→ Exercise
Convert every line below into a numbered list, omitting any blank lines.

→ Data for processing
━━━━━━━━━━

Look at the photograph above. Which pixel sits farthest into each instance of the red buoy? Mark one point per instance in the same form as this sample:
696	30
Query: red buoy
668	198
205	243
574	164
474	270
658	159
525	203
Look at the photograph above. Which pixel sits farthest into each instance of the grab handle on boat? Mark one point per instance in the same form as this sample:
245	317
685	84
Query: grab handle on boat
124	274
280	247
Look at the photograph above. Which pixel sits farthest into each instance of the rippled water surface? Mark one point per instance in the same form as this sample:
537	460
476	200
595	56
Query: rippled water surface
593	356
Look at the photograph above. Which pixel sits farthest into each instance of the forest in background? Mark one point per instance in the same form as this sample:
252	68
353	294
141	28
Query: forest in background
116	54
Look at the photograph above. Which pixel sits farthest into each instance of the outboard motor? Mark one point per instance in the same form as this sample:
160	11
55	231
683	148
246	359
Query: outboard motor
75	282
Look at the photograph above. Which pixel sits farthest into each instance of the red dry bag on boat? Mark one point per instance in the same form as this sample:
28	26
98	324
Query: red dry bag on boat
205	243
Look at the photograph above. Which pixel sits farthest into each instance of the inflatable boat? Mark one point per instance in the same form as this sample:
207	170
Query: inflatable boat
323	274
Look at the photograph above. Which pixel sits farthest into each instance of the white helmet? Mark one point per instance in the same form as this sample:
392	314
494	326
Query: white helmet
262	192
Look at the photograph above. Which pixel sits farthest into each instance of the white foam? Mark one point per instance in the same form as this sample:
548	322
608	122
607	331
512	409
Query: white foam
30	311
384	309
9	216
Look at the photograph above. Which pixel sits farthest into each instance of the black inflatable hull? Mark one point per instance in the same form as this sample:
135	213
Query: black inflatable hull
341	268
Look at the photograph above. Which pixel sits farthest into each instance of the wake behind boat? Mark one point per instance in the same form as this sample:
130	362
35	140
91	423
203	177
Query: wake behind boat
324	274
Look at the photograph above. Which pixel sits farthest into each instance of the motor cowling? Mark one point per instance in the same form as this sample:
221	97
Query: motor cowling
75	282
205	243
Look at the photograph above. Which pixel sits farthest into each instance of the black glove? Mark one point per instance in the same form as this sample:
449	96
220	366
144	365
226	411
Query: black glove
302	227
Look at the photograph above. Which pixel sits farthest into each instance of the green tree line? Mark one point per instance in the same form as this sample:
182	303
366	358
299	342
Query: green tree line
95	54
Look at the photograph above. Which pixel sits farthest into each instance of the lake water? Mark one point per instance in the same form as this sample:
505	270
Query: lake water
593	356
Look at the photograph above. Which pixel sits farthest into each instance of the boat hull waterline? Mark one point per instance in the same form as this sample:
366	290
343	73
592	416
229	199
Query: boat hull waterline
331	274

━━━━━━━━━━

→ Exercise response
1. Look at the photograph above. Which pixel sits farthest into each instance of the red buoy? Mark one point per instance in the same form as this sample:
2. 696	30
3. Query: red buoy
4. 668	198
5. 205	243
6. 574	164
7. 474	270
8. 658	159
9. 525	203
10. Look at the photograph above. Which pixel sits farthest into each instance of the grab handle on boat? Mark one point per instance in the same form as this sample:
11. 245	317
12. 685	84
13. Query: grab handle on boat
14. 124	274
15. 280	247
16. Look at the photograph above. Which pixel sits farthest into each instance of the rippled water surface? Mark one point per instance in the same form as this sample:
17. 537	460
18. 476	200
19. 595	56
20. Query: rippled water surface
21. 593	356
22. Look at the photograph above. Which pixel sits farthest into each instance of the forest in background? Mark one point per instance in the same form as this sample:
23. 252	68
24. 353	294
25. 141	28
26. Query: forest in background
27. 116	54
28. Look at the photograph above. Which pixel sits farthest into each instance of the outboard motor? Mark one point per instance in the same form as this sample:
29. 160	11
30. 55	231
31. 683	148
32. 246	359
33. Query: outboard motor
34. 75	282
35. Look at the photograph above. Which pixel sits farthest into each instance of the red dry bag on boat? Mark one point per instance in the same form as this sample:
36. 28	26
37. 98	324
38. Query: red dry bag on boat
39. 205	243
40. Look at the photograph above. Which pixel sits farthest into each instance of the inflatable boat? Mark one point per instance in the same form as this sample:
41. 207	170
42. Query: inflatable boat
43. 323	274
44. Look at the photograph above. Which pixel sits farthest into each instance of the white helmet? Mark one point per instance in the same form as this sample:
45. 392	314
46. 494	326
47. Query: white helmet
48. 262	192
49. Look at the photograph above. Which pixel sits farthest into each instance of the white foam? Mark one point per instance in the same form as this sample:
50. 548	322
51. 608	122
52. 607	331
53. 512	409
54. Query: white foam
55. 30	311
56. 384	309
57. 9	216
58. Look at the photograph above. Which pixel sits farthest into each instance of the black inflatable hull? Mark one point per instance in the same form as this sample:
59. 135	213
60. Query: black inflatable hull
61. 341	268
62. Look at the photograph above. Which pixel sits farthest into each instance of the wake behind boat? Mark one point per instance in the same form as this sample:
63. 130	362
64. 35	140
65. 91	423
66. 203	177
67. Query: wake behind boat
68. 324	274
69. Look at the photograph above. Which pixel sits farthest into each instance of the motor cowling? Mark one point per instance in the same form as this sample:
70. 221	97
71. Query: motor cowling
72. 75	282
73. 205	243
74. Look at the photograph above. Which pixel sits farthest into each instance of the black glove? Mark one point per instance in the same form as this sample:
75. 449	96
76. 220	366
77. 144	365
78. 226	411
79. Query: black glove
80. 302	227
81. Look at the photograph above. Which pixel sits farthest into each instance of the green tree line? Mark one point per instance in the same form as this sample:
82. 182	303
83. 366	358
84. 299	342
85. Query: green tree line
86. 95	54
87. Look at the photograph above. Which pixel sits farthest into each instance of the lake water? Mark one point per instance in the same form as this sample:
88. 505	270
89. Query: lake water
90. 593	356
91. Look at the photograph above. Which pixel sits farthest into each instance of the boat hull waterline? Mark one point per instance in the same form as this sample:
92. 366	290
93. 343	73
94. 592	416
95. 229	199
96. Query: boat hull waterline
97. 331	274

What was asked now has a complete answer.